[Dataset entries]
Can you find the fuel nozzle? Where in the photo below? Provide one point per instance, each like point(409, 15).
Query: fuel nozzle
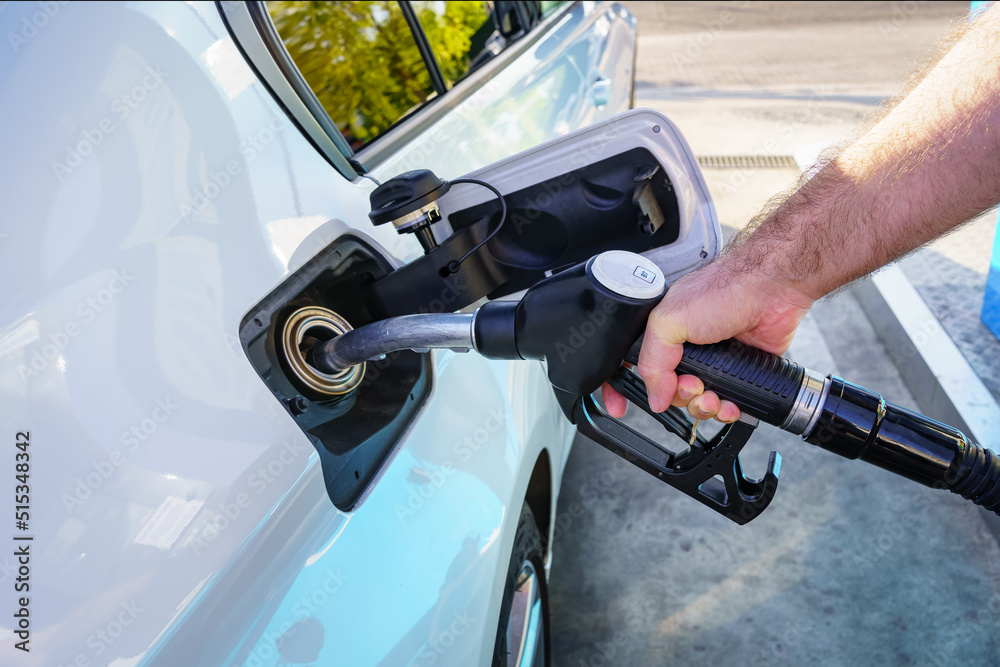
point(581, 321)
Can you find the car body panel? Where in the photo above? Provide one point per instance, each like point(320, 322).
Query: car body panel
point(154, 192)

» Task details: A line counts if it includes the string "photo". State how many such lines the entries have, with no other text.

» Task answer: 2